[[ EXTRACTED TEXT, beginning ]]

Lawmakers must not let nursing homes off the hook for COVID-19 cases and deaths in Kansas

AARP's Nursing Home COVID-19 Dashboard provides four-week snapshots of the virus’ infiltration into nursing homes and impact on nursing home residents and staff. (Screen capture by Kansas Reflector)

The Kansas Reflector welcomes opinion pieces from writers who share our goal of widening the conversation about how public policies affect the day-to-day lives of people throughout our state. Maren Turner is state director for AARP Kansas.

While nursing home residents and staff are dying, the industry is lobbying for protection from COVID-19 related lawsuits.

More than 1,700 residents and staff of Kansas nursing homes and other long-term care facilities have died of COVID-19 — nearly half of all COVID-19 deaths in Kansas.

Across the United States, the nursing home death toll is more than 170,000 and rising — a national disgrace.

Now, the nursing home industry is asking Kansas for immunity from liability related to COVID-19: HB2126 would strip away the rights of residents and their families.

The latest release of AARP’s Nursing Home COVID-19 Dashboard depicts ongoing devastation from the COVID-19 crisis in Kansas. In the four-week period ending Jan. 17, more than 43% of all Kansas nursing homes reported residents with confirmed cases of coronavirus, and nearly 80% had a minimum of one staff member diagnosed.

The rates of COVID-19 cases and deaths in Kansas nursing homes increased exponentially throughout 2020. Sadly, by the end of the year, an average of 100 nursing home residents were dying of COVID-19 each week between late November and early January.

A recent Government Accountability Office report found that more than 80% of nursing homes were cited for infection prevention failures before the pandemic. It is outrageous that the majority of the nation’s nursing homes weren’t following basic infection control procedures — like washing hands in between patients — as a matter of course. Poor infection control in facilities filled with residents who have chronic conditions and compromised immune systems is a recipe for disaster.

Long-term care facilities must remain responsible when their wrongdoing threatens the health and lives of their residents and staff. Litigation is an option of last resort, and no family member who has lost a loved one due to neglect or abuse pursues this course of action lightly.

Our elected officials must not take away the rights of residents and their families to hold nursing facilities accountable. Elected officials in Kansas must step up now to protect our seniors and the people who care for them — not let nursing homes off the hook for abuse, neglect, and even death.

[[ EXTRACTED TEXT, end ]]
[[ ENTRIES SHOWN, beginning ]]

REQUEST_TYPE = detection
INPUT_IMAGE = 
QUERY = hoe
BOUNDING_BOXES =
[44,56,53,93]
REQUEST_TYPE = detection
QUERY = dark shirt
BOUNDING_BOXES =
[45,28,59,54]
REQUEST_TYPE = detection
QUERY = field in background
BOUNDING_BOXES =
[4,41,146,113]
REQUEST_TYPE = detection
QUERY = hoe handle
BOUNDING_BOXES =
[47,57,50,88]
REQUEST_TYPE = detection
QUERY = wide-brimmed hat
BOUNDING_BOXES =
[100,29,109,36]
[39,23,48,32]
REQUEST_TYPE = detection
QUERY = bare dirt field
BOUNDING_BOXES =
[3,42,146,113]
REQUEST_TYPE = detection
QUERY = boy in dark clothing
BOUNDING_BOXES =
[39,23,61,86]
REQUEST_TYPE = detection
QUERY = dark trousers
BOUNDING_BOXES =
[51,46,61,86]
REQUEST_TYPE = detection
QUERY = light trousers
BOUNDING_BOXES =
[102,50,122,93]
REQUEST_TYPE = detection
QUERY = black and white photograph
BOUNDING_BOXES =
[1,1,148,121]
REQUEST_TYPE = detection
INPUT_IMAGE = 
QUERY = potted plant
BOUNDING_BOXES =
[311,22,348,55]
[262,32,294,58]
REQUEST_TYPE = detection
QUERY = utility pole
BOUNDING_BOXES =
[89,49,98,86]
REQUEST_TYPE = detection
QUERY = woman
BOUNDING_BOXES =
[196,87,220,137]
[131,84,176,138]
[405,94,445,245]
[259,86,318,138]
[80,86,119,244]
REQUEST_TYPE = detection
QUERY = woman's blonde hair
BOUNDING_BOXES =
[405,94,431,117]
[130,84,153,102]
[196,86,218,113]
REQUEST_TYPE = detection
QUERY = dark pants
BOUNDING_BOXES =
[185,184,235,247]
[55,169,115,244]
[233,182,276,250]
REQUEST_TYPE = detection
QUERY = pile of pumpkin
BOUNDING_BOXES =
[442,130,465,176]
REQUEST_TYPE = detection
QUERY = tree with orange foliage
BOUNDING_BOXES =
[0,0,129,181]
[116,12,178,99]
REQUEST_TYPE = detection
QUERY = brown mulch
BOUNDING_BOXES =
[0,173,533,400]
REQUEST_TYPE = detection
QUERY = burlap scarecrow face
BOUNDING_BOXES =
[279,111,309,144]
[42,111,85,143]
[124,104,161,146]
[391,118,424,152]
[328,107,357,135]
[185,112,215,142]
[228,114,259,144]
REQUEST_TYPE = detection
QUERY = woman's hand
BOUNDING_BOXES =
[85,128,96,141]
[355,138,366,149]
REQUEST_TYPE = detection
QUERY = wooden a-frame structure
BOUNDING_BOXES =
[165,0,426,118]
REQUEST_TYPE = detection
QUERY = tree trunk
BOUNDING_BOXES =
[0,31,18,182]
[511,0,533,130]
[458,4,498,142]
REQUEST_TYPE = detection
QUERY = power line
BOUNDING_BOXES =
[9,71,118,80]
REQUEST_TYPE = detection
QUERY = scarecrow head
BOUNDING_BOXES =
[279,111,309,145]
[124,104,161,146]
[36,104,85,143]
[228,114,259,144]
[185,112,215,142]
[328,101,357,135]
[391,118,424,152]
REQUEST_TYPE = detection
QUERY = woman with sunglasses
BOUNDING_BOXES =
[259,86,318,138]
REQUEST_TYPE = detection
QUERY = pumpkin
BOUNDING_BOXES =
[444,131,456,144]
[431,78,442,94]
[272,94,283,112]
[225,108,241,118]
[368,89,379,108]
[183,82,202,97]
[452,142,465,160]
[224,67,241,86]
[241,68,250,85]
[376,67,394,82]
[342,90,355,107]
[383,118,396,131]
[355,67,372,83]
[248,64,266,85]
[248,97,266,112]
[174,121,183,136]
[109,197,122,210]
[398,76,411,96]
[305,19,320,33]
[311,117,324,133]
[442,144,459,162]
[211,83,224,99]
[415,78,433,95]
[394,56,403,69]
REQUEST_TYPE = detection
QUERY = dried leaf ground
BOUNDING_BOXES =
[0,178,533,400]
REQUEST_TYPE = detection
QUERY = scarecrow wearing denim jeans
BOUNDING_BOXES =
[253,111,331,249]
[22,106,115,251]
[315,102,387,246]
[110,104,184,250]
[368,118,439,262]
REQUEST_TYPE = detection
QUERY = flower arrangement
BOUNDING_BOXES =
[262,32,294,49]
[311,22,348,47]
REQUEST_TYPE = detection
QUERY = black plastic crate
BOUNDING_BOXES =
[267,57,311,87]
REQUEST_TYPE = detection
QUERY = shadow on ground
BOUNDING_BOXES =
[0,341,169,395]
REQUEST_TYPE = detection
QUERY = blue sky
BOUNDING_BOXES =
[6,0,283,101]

[[ ENTRIES SHOWN, end ]]

TASK 1 -
According to the nursing home opinion piece, what share of Kansas nursing homes reported residents with confirmed coronavirus cases in the four-week period ending Jan. 17?
TASK 2 -
Which percentages does the nursing home opinion piece give, and what does each one describe?
TASK 3 -
How would you sum up the nursing home opinion piece in two sentences?

EXERCISE ANSWER 1 -
More than 43%.

EXERCISE ANSWER 2 -
- More than 43%: Kansas nursing homes that reported residents with confirmed coronavirus cases in the four-week period ending Jan. 17
- Nearly 80%: Kansas nursing homes that had at least one staff member diagnosed in that same period
- More than 80%: nursing homes cited for infection prevention failures before the pandemic, according to a Government Accountability Office report

EXERCISE ANSWER 3 -
More than 1,700 residents and staff of Kansas nursing homes and other long-term care facilities have died of COVID-19, nearly half of all COVID-19 deaths in the state, yet the industry is seeking immunity from related lawsuits through HB2126. The piece argues that facilities, most of which were cited for infection prevention failures before the pandemic, must remain accountable and that Kansas officials must not take away residents' and families' rights to hold them responsible.